As a gamer you could spend forty minutes or forty hours with a game and still have an idea about whether you like the game or not. On the occasion that you might discuss the game casually with a friend you might say something like “the story sucks” or “what’s up with the camera angle, I died like five times trying to jump off of that cliff last night”. Pet peeves are ubiquitous, but gaming pet peeves are something special. It’s hard to find a game that doesn’t fall into some pet peeve category and even the best developers, like film producers and musicians alike, succumb to following some common patterns that will make a passionate community respond with memes galore.
5) Story Cliches
I’m sure that you’ve watched at least one movie recently with the same plot as the movie that you saw last summer, or heard some songs that are about loving a girl on the radio 30 times in the past few days. It’s impossible to avoid certain cliches because they sell so well; we can’t avoid them, in fact they are inherent to our culture. Video games are no different. Story mode is where the player experiences an adventure solo and his or her experience should feel like a well-paced, non-repetitive timeline through the game’s events. Pacing issues are one thing, but cliches are often overused and we, as gamers, expect them much like film and music critics do. I would give this a frustration factor of about 3 because we come to foresee such things as gamers. On the flip side, gamers still praise games with cliche story arcs, even rating them among best of the year at times. Take a game like Uncharted: Drake’s Fortune; it’s about a treasure hunter that seeks the lost city of gold, “El Dorado”, and throughout the game he finds himself separated from his allies and a love interest develops when he reconnects with one of them and the game ends with a happily ever after finale… TEXTBOOK. This game was probably the first amazing game I played on the PS3 in 2007 and it was because of how they told the story not why they told it. Uncharted was praised for its generation defining graphics and gameplay; it also didn’t hurt that its cliche filled story was still very polished and well-paced. Here’s one of my favorite cutscenes from the game (SPOILER ALERT).

— Data records —
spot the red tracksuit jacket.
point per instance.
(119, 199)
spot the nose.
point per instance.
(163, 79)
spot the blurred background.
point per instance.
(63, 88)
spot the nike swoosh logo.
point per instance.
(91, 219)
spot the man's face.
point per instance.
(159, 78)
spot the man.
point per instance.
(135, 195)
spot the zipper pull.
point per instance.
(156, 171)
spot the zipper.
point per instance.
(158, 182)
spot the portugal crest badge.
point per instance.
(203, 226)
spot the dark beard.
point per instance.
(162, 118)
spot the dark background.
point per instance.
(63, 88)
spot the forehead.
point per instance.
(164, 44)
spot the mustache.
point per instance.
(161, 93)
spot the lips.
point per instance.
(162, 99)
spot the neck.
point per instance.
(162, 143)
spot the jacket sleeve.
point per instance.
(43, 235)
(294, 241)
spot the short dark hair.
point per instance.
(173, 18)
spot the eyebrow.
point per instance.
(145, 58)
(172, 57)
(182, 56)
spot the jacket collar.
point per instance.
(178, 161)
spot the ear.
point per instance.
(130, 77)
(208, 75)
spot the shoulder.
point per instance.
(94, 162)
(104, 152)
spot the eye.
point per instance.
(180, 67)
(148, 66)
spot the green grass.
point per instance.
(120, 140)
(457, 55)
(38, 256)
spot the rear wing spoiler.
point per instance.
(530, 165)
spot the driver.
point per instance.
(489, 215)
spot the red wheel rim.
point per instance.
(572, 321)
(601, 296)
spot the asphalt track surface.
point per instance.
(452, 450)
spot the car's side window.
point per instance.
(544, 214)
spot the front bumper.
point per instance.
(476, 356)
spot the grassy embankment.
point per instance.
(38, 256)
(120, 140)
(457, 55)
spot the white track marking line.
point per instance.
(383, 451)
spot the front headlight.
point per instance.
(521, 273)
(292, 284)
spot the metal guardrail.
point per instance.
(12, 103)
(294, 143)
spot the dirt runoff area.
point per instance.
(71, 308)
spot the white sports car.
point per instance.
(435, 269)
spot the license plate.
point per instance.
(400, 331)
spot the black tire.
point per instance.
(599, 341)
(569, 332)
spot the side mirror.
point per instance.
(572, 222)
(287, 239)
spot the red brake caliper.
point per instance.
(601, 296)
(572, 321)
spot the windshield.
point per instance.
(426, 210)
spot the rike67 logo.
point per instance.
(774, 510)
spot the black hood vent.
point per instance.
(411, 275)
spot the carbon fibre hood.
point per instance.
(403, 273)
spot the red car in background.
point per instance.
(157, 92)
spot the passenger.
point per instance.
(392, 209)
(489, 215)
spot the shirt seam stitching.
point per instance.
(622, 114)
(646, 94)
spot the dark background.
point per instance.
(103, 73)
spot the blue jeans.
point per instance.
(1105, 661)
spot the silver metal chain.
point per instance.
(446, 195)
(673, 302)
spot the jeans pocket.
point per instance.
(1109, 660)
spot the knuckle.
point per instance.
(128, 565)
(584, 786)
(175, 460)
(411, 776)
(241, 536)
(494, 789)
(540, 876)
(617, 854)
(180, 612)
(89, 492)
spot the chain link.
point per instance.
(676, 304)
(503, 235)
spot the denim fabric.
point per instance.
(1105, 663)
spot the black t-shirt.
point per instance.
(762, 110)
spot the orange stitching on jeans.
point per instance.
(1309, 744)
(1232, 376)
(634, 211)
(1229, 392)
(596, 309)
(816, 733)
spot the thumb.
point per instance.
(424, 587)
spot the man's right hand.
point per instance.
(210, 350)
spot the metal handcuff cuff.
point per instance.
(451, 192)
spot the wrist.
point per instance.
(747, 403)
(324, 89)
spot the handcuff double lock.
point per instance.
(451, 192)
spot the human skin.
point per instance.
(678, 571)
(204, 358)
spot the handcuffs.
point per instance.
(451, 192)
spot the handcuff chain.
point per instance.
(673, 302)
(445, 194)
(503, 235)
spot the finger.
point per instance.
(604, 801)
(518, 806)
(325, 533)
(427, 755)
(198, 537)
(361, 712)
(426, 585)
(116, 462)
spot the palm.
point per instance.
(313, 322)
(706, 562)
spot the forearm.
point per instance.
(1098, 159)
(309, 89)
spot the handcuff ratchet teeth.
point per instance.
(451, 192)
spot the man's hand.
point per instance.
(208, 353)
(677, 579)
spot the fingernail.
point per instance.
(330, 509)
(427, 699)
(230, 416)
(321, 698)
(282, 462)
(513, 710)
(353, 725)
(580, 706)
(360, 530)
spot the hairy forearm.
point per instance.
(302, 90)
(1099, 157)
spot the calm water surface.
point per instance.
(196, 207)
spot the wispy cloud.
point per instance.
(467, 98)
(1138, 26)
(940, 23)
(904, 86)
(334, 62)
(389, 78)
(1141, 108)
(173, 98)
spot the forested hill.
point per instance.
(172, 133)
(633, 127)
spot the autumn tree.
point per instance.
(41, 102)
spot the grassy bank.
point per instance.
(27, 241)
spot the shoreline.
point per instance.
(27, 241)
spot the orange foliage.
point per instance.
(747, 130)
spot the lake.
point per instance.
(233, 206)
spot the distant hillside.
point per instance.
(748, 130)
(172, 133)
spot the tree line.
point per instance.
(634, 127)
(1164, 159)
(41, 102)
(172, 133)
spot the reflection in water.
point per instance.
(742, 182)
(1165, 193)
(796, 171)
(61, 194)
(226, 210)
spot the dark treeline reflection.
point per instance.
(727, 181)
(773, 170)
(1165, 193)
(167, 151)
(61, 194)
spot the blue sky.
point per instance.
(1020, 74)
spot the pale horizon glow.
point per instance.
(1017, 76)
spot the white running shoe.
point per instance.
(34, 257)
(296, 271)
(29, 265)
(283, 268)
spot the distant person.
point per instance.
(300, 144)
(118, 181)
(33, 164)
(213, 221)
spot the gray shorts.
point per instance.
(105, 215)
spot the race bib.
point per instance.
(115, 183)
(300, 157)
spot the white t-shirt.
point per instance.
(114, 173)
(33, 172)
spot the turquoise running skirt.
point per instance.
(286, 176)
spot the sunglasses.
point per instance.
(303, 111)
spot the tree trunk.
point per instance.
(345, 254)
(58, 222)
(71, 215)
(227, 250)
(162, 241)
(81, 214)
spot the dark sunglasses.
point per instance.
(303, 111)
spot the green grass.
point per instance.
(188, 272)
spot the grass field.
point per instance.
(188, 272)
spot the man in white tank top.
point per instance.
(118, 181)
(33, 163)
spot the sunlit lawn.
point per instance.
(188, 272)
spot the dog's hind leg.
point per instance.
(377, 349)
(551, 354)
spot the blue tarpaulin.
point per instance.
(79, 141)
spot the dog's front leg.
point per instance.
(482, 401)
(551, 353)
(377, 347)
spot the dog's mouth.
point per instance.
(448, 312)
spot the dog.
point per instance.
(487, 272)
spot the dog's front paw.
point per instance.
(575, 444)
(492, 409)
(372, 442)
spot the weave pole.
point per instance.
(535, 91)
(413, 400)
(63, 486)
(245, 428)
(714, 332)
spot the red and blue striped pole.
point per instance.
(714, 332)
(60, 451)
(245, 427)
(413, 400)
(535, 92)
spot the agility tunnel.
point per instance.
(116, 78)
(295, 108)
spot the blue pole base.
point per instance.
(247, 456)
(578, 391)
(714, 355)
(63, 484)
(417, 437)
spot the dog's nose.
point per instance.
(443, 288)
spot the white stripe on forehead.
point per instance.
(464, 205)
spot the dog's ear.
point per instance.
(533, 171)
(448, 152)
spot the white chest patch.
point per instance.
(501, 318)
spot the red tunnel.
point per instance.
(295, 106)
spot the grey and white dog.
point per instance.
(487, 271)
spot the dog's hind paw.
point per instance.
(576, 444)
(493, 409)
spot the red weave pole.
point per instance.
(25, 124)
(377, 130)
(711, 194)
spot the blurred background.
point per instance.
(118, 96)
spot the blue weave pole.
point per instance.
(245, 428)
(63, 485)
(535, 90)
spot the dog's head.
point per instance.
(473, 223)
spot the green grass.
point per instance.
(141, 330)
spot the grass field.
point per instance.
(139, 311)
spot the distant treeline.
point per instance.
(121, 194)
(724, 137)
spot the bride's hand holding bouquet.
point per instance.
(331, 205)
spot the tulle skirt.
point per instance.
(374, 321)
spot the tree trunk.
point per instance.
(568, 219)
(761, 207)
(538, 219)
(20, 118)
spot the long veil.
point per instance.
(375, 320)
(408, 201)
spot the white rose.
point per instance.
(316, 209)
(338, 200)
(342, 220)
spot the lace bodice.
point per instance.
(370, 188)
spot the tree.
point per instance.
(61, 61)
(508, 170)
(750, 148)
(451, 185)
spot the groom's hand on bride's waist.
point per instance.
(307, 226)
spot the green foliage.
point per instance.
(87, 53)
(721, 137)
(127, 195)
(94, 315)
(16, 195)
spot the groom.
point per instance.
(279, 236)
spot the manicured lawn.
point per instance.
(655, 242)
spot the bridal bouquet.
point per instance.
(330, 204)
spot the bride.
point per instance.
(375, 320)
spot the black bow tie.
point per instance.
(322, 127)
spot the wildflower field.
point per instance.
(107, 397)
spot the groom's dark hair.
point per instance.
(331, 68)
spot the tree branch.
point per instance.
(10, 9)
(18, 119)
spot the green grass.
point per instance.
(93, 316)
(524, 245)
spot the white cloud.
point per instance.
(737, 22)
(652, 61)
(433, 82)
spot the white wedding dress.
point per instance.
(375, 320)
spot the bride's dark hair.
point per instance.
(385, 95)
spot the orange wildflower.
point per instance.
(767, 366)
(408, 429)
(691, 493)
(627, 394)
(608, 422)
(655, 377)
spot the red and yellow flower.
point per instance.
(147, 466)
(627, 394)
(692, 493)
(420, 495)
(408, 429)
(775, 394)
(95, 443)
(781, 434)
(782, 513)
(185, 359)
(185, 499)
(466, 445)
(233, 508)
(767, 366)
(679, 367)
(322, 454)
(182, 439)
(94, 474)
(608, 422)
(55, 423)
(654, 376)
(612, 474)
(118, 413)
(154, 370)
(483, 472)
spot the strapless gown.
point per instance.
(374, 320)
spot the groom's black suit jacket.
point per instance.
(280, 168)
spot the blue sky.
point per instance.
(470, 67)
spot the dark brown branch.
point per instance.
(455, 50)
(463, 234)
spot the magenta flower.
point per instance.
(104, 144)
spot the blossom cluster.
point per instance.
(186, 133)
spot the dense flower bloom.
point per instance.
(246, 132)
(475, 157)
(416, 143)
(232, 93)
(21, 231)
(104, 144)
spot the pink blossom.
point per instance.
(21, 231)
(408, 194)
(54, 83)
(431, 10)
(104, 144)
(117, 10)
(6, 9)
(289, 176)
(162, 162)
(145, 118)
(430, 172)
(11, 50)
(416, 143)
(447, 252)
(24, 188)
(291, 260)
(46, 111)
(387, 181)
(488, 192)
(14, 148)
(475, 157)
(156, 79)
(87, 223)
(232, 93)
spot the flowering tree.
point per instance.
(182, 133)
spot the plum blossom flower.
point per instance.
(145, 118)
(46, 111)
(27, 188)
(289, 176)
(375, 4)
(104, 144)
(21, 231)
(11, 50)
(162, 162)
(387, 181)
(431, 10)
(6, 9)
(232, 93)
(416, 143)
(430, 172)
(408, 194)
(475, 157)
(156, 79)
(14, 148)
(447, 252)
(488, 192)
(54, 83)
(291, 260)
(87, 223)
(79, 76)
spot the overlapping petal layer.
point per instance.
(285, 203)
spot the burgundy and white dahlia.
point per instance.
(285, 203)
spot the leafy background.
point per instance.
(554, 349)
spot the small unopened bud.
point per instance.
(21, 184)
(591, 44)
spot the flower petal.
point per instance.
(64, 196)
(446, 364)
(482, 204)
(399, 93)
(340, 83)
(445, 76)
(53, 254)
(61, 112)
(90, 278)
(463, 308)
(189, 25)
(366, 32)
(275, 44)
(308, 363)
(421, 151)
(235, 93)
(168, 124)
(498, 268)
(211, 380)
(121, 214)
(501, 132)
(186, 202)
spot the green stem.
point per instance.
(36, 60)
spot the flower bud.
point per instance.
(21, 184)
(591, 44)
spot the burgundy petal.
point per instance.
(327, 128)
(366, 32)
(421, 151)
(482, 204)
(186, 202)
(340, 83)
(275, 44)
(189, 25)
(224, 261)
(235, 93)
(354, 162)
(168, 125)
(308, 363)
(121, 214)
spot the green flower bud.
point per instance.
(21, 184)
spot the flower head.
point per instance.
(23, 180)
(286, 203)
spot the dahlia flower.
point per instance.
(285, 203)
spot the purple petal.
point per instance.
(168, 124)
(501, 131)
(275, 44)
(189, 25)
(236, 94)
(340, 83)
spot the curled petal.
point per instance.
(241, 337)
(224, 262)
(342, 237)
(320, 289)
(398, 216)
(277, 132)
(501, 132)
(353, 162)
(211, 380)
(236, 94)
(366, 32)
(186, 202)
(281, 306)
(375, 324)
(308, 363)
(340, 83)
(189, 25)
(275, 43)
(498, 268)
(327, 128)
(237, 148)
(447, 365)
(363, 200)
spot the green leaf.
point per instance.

— List of tasks —
1. Format the stretch of the records from the line containing "spot the curled petal." through the end of the records as a JSON list of strings, one string per line, with blank lines left out.
2. Pick up the article on gaming pet peeves from where it stops and keep writing.

— Task-by-task answers —
1.
[
  "spot the curled petal.",
  "point per instance.",
  "(241, 337)",
  "(224, 262)",
  "(342, 237)",
  "(320, 289)",
  "(398, 216)",
  "(277, 132)",
  "(501, 132)",
  "(353, 162)",
  "(211, 380)",
  "(236, 94)",
  "(366, 32)",
  "(186, 202)",
  "(281, 306)",
  "(375, 324)",
  "(308, 363)",
  "(340, 83)",
  "(189, 25)",
  "(275, 43)",
  "(498, 268)",
  "(327, 128)",
  "(237, 148)",
  "(447, 365)",
  "(363, 200)",
  "spot the green leaf.",
  "point per instance."
]

2.
4) Sparse Checkpoints
Checkpoints exist for two reasons: first, to allow some progress during long or difficult sections of the game in the case of recurring death or lack of supplies like ammunition in action games, etc. and second to allow for progress when a player can’t play for extended periods of time. Certain games allow the player to save at any time from the in-game menus, while some opt for game checkpoints where the game saves automatically for you, others have you searching for terminals or typewriters, for example to save your game through exploration, and most games have a manual way to save in the game and an auto-save feature to make it easy for you to save your progress. Progress is the main goal in almost every game and when sparsely placed checkpoints make the game difficult on normal settings it can be very frustrating. I would like to point out that horror games are exempt from this category because a lack of frequent checkpoints can add to the already present despair that is inherent to the horror genre. Frustration factor: 4.5 and take this with a little bit of salt. Games that make progress difficult for no reason are not fun to play, especially when checkpoints are hard enough to come by on normal difficulty.
A game that reflects this idea of a sparse and broken checkpoint system is Call of Duty: World at War. In this game you play as both a Soviet soldier fighting the Nazis on the Eastern Front and an American Soldier fighting the Japanese during World War II. This game was one of the many Call of Duty games that had an extremely frustrating respawn system for the enemy AI. The game basically spawned enemies until your character crossed a certain line during major gun battles, thereby making the game bearable on normal, if you were a seasoned enough player, and nigh impossible on Veteran difficulty. I died so many times trying to complete certain missions on Veteran just because the enemies seemed infinite and I would run out of ammo and eventually die. Watch this person and how carefully they play to beat the mission (BLOOD AND GORE ALERT) Despite the issues presented with sparse or poorly conceived checkpoints, this pet peeve is slowly going away as game developers hand-hold consumers through their games nowadays. Want to feel accomplished? Beat a game from ten years ago when checkpoints were meant to be hard to reach. It’s just a sign that times are changing.
3) Fetch Quests
Fetch quests are just plain annoying. Who in their right mind would do the same type of mission over and over and over again? This boils down to a test between a your patience and your willingness to finish the game and/or reach endgame content (ie. max level cap, harder campaign). This has a frustration factor of 6.5 because of its massive consumption of a gamer’s time. Some gamers don’t have much time to play, so why would they pay for a game that cost $60 just to do the same tasks over and over again. These games are seldom boring, but if you want to get your money’s worth you have to jump through the same set of hoops dozens of times before finishing all of the game’s content. This can be a good thing for gamers that don’t buy games very often, but for those of us that buy an average of one game every month it feels like we are being cheated. Seasoned gamers know which games are repetitive on purpose and which are not, yet sometimes the hype behind a game may cloud our opinions and after the purchase we realize the developer may have misled the gaming community as to how much original content there actually is. There is a BIG difference between a 20 hour unique campaign with a 50 hour full completion and a game where 7 of those 20 hours are go-here get-this objectives. Games like Rage and Borderlands dance on the fence by making the player go back and forth between already explored areas to recover materials. While both games have their merits they sometimes fall short of convincing the player that these activities are worth their time.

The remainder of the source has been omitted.